◆ **Task to complete**
Repeat every entry word for word, skipping the pictures.
"""
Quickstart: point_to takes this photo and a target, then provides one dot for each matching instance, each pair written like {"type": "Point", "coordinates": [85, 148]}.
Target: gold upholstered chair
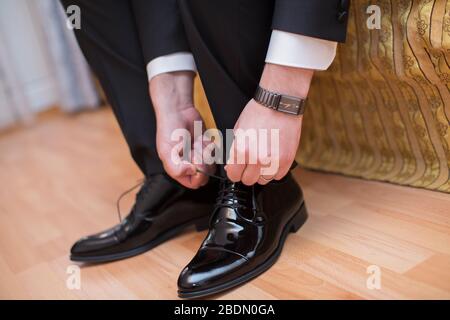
{"type": "Point", "coordinates": [382, 110]}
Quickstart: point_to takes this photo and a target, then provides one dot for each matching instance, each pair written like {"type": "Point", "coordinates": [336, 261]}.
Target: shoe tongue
{"type": "Point", "coordinates": [238, 202]}
{"type": "Point", "coordinates": [155, 193]}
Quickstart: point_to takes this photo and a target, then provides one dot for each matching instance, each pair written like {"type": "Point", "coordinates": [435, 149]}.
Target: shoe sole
{"type": "Point", "coordinates": [293, 225]}
{"type": "Point", "coordinates": [200, 225]}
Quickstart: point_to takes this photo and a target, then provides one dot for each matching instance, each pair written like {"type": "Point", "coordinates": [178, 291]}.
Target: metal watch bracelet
{"type": "Point", "coordinates": [280, 102]}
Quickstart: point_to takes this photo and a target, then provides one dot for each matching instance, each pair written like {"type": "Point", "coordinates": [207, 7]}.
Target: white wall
{"type": "Point", "coordinates": [21, 35]}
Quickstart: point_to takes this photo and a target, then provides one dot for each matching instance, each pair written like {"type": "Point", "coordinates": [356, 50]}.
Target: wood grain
{"type": "Point", "coordinates": [62, 175]}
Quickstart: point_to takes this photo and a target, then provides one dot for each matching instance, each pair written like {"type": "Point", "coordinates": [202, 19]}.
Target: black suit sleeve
{"type": "Point", "coordinates": [324, 19]}
{"type": "Point", "coordinates": [160, 28]}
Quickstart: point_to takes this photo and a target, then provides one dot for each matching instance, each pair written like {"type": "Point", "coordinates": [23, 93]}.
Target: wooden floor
{"type": "Point", "coordinates": [60, 180]}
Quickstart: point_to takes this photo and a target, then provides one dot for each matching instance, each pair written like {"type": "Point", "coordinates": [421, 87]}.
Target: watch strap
{"type": "Point", "coordinates": [280, 102]}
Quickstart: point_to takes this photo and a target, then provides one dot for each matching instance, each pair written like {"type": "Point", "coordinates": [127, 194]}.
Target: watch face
{"type": "Point", "coordinates": [289, 105]}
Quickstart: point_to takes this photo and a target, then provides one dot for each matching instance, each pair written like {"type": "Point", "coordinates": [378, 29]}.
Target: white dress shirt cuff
{"type": "Point", "coordinates": [295, 50]}
{"type": "Point", "coordinates": [178, 61]}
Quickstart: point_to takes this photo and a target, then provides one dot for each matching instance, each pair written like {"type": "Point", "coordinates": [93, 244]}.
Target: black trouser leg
{"type": "Point", "coordinates": [110, 42]}
{"type": "Point", "coordinates": [229, 40]}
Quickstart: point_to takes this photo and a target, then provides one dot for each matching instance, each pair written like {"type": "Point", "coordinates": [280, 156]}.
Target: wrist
{"type": "Point", "coordinates": [286, 80]}
{"type": "Point", "coordinates": [172, 91]}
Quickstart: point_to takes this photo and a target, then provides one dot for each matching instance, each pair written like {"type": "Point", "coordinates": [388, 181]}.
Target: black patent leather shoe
{"type": "Point", "coordinates": [247, 232]}
{"type": "Point", "coordinates": [163, 209]}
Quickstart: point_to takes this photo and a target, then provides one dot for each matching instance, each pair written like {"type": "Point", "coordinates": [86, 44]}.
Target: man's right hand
{"type": "Point", "coordinates": [172, 97]}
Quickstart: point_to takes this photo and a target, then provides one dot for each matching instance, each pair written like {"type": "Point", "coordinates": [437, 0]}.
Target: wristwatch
{"type": "Point", "coordinates": [280, 102]}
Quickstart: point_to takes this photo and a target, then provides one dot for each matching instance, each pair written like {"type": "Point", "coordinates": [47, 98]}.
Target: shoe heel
{"type": "Point", "coordinates": [299, 219]}
{"type": "Point", "coordinates": [202, 224]}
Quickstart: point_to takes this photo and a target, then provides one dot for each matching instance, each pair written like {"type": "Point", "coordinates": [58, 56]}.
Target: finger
{"type": "Point", "coordinates": [284, 169]}
{"type": "Point", "coordinates": [235, 170]}
{"type": "Point", "coordinates": [198, 180]}
{"type": "Point", "coordinates": [263, 180]}
{"type": "Point", "coordinates": [251, 174]}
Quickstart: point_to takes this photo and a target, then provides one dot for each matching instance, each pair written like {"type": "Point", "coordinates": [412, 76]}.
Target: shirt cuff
{"type": "Point", "coordinates": [295, 50]}
{"type": "Point", "coordinates": [178, 61]}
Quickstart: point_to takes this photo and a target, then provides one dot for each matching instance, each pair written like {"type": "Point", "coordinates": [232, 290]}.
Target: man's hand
{"type": "Point", "coordinates": [284, 80]}
{"type": "Point", "coordinates": [172, 97]}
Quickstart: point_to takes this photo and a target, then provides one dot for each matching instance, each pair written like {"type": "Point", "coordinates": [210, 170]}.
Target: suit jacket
{"type": "Point", "coordinates": [160, 26]}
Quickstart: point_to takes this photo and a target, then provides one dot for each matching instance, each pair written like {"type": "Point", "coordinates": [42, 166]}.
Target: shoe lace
{"type": "Point", "coordinates": [144, 184]}
{"type": "Point", "coordinates": [231, 195]}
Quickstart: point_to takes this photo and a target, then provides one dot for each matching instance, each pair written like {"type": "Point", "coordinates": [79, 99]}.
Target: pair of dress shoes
{"type": "Point", "coordinates": [247, 229]}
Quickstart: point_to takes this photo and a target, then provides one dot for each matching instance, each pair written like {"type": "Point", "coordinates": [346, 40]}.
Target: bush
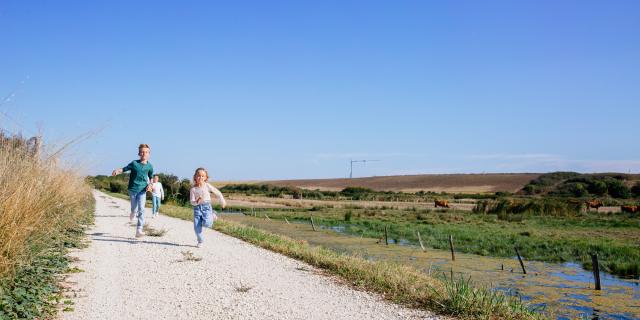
{"type": "Point", "coordinates": [618, 189]}
{"type": "Point", "coordinates": [118, 187]}
{"type": "Point", "coordinates": [598, 188]}
{"type": "Point", "coordinates": [635, 190]}
{"type": "Point", "coordinates": [347, 215]}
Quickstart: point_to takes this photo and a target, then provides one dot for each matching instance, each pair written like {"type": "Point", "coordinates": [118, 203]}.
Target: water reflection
{"type": "Point", "coordinates": [563, 290]}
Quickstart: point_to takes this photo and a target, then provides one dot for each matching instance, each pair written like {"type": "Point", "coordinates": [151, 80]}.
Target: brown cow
{"type": "Point", "coordinates": [441, 203]}
{"type": "Point", "coordinates": [595, 203]}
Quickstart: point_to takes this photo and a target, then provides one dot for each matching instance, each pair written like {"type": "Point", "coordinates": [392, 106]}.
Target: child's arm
{"type": "Point", "coordinates": [218, 194]}
{"type": "Point", "coordinates": [121, 170]}
{"type": "Point", "coordinates": [192, 197]}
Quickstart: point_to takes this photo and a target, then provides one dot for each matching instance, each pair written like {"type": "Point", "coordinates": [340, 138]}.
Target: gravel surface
{"type": "Point", "coordinates": [153, 278]}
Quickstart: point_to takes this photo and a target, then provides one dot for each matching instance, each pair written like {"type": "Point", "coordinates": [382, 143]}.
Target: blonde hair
{"type": "Point", "coordinates": [196, 173]}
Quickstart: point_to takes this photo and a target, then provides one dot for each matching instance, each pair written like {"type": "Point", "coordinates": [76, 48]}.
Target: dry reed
{"type": "Point", "coordinates": [38, 199]}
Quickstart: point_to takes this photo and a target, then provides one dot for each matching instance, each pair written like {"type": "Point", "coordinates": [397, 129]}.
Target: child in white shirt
{"type": "Point", "coordinates": [157, 194]}
{"type": "Point", "coordinates": [200, 199]}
"""
◆ **Your solution**
Quickstart: point_to takes this photo and a target, then provides one dot for each matching instance, each pair written like {"type": "Point", "coordinates": [85, 148]}.
Target: gold upholstered chair
{"type": "Point", "coordinates": [382, 110]}
Quickstart: point_to takes this photo and a target, then provides one dot for each matching instance, each pair written like {"type": "Point", "coordinates": [336, 261]}.
Target: shoe tongue
{"type": "Point", "coordinates": [238, 202]}
{"type": "Point", "coordinates": [155, 193]}
Quickstart: point_to takes this photo and a target, then provides one dot for each matching instance, each pair written like {"type": "Point", "coordinates": [435, 149]}.
Target: shoe sole
{"type": "Point", "coordinates": [293, 225]}
{"type": "Point", "coordinates": [200, 225]}
Quickstart: point_to takes this photo and a target, then provides one dot for each matching instance, each pair written like {"type": "Point", "coordinates": [178, 291]}.
Target: metal watch bracelet
{"type": "Point", "coordinates": [280, 102]}
Quickstart: point_to takes this photo and a target, then provides one dot for each matching instance, each pair written like {"type": "Point", "coordinates": [207, 7]}.
Target: white wall
{"type": "Point", "coordinates": [21, 35]}
Quickstart: point_to takes this photo and a target, then provides one dot for each matching instance, each pair written like {"type": "Point", "coordinates": [356, 50]}.
Target: wood grain
{"type": "Point", "coordinates": [62, 175]}
Quickstart: point_to takes this photo and a target, then provides one dot for each matching instance, each pair written like {"type": "Point", "coordinates": [202, 19]}.
Target: black suit sleeve
{"type": "Point", "coordinates": [324, 19]}
{"type": "Point", "coordinates": [160, 28]}
Quickstart: point_to takes this photo and a target, then provides one dot for each matching instance, each pair written like {"type": "Point", "coordinates": [23, 93]}.
Target: wooden floor
{"type": "Point", "coordinates": [60, 180]}
Quickstart: point_to takes this photo and a target, then provides one dot for each matching instance, each pair written like {"type": "Point", "coordinates": [421, 87]}.
Target: watch strap
{"type": "Point", "coordinates": [280, 102]}
Quickstart: point_to takes this photo and a target, then provides one dot for each matching instance, each pair written like {"type": "Point", "coordinates": [127, 194]}.
Target: watch face
{"type": "Point", "coordinates": [289, 105]}
Quickstart: point_to takes this photo and a target, then provides one dot for each matching instance, each pair written like {"type": "Point", "coordinates": [378, 29]}.
Target: white dress shirt cuff
{"type": "Point", "coordinates": [295, 50]}
{"type": "Point", "coordinates": [178, 61]}
Quickstart: point_to takes this photo and a target, then provides one dot for each matching instance, each pair written like {"type": "Point", "coordinates": [93, 244]}.
Target: black trouser leg
{"type": "Point", "coordinates": [110, 42]}
{"type": "Point", "coordinates": [229, 40]}
Quickstart: point_to takes this photo and a target, then provides one dot for each matching instance, each pair written like {"type": "Point", "coordinates": [280, 156]}.
Target: wrist
{"type": "Point", "coordinates": [286, 80]}
{"type": "Point", "coordinates": [172, 91]}
Quickstart: point_to takes this photo and a target, then provides one dot for each matching instance, each pair written like {"type": "Point", "coordinates": [388, 181]}.
Target: black patent leather shoe
{"type": "Point", "coordinates": [247, 232]}
{"type": "Point", "coordinates": [163, 209]}
Quickstart: point_to takes this photo and a target, then provides one dot for each matching instance, each pair written like {"type": "Point", "coordinates": [86, 44]}.
Target: man's right hand
{"type": "Point", "coordinates": [172, 97]}
Quickstart: point_to takes this photo and a target, then provides one dot for each matching instance, each pair written like {"type": "Point", "coordinates": [437, 0]}.
Target: wristwatch
{"type": "Point", "coordinates": [280, 102]}
Quickstart: point_to takes this photo and a target, then provides one dot for each matching instance, each pair written like {"type": "Point", "coordinates": [47, 98]}.
Target: shoe heel
{"type": "Point", "coordinates": [299, 219]}
{"type": "Point", "coordinates": [202, 224]}
Quickstart: point_to takes this photo and a target, then provides one dot for each matching instance, each pair written like {"type": "Point", "coordinates": [58, 56]}.
Target: finger
{"type": "Point", "coordinates": [284, 169]}
{"type": "Point", "coordinates": [235, 170]}
{"type": "Point", "coordinates": [198, 180]}
{"type": "Point", "coordinates": [263, 180]}
{"type": "Point", "coordinates": [251, 174]}
Quickstart: point_to takes this photo and a target, then provides one dot for each matching instance, each pair written like {"type": "Point", "coordinates": [412, 76]}.
Target: shirt cuff
{"type": "Point", "coordinates": [295, 50]}
{"type": "Point", "coordinates": [178, 61]}
Quickstart: point_to takes this photo and a target, then provides one dot for each matching instance, each pair written like {"type": "Point", "coordinates": [232, 290]}.
Target: man's hand
{"type": "Point", "coordinates": [284, 80]}
{"type": "Point", "coordinates": [172, 97]}
Quickstart: point_to takes this photo and a target, then provides one dot for each matching instance, each pair written like {"type": "Point", "coordinates": [210, 170]}.
Target: suit jacket
{"type": "Point", "coordinates": [160, 26]}
Quickstart: point_to takes this photo and a target, then provides one dot for each matching instance, each pair written like {"type": "Point", "coordinates": [42, 166]}.
Target: shoe lace
{"type": "Point", "coordinates": [144, 184]}
{"type": "Point", "coordinates": [231, 195]}
Quickstart: point_to takes this photo and a target, then provides one dot for each matching instance, each pair written like {"type": "Point", "coordinates": [79, 99]}.
Target: pair of dress shoes
{"type": "Point", "coordinates": [247, 229]}
Quickstart: point_to takes this photo and a target, then provides one dot for each matching instance, each pair written like {"type": "Point", "coordinates": [346, 40]}.
Target: bush
{"type": "Point", "coordinates": [618, 189]}
{"type": "Point", "coordinates": [118, 187]}
{"type": "Point", "coordinates": [598, 188]}
{"type": "Point", "coordinates": [635, 190]}
{"type": "Point", "coordinates": [347, 215]}
Quickstart: point_to takes this photo and a target, then provides one dot for each matching instance, each pair written like {"type": "Point", "coordinates": [118, 203]}.
Target: water reflection
{"type": "Point", "coordinates": [563, 290]}
Quickstart: point_to takes this photo and a target, then provides one dot for each matching instance, each pair written like {"type": "Point", "coordinates": [151, 80]}.
Target: brown cow
{"type": "Point", "coordinates": [441, 203]}
{"type": "Point", "coordinates": [595, 203]}
Quickstart: point_to takes this photo and a target, then provides one dot for each matching instance, each pair written like {"type": "Point", "coordinates": [392, 106]}.
Target: child's arm
{"type": "Point", "coordinates": [218, 194]}
{"type": "Point", "coordinates": [121, 170]}
{"type": "Point", "coordinates": [192, 197]}
Quickstart: point_to takes this photo and a target, then provides one dot for each matching instance, each pair written like {"type": "Point", "coordinates": [340, 138]}.
Target: gravel surface
{"type": "Point", "coordinates": [153, 278]}
Quickstart: point_to takes this photo and a target, then provides one dot for each matching instance, each pair written like {"type": "Point", "coordinates": [382, 143]}.
Target: blonde hair
{"type": "Point", "coordinates": [196, 173]}
Quickstart: point_to takes this photo and a target, then provides one dot for each matching instance, each pair written like {"type": "Point", "coordinates": [76, 48]}.
Target: dry reed
{"type": "Point", "coordinates": [38, 199]}
Quickstart: point_to takes this photo and a target, then provides one dot for each matching instance, each pair written like {"type": "Point", "coordinates": [397, 129]}.
Target: child in white shirt
{"type": "Point", "coordinates": [157, 194]}
{"type": "Point", "coordinates": [200, 199]}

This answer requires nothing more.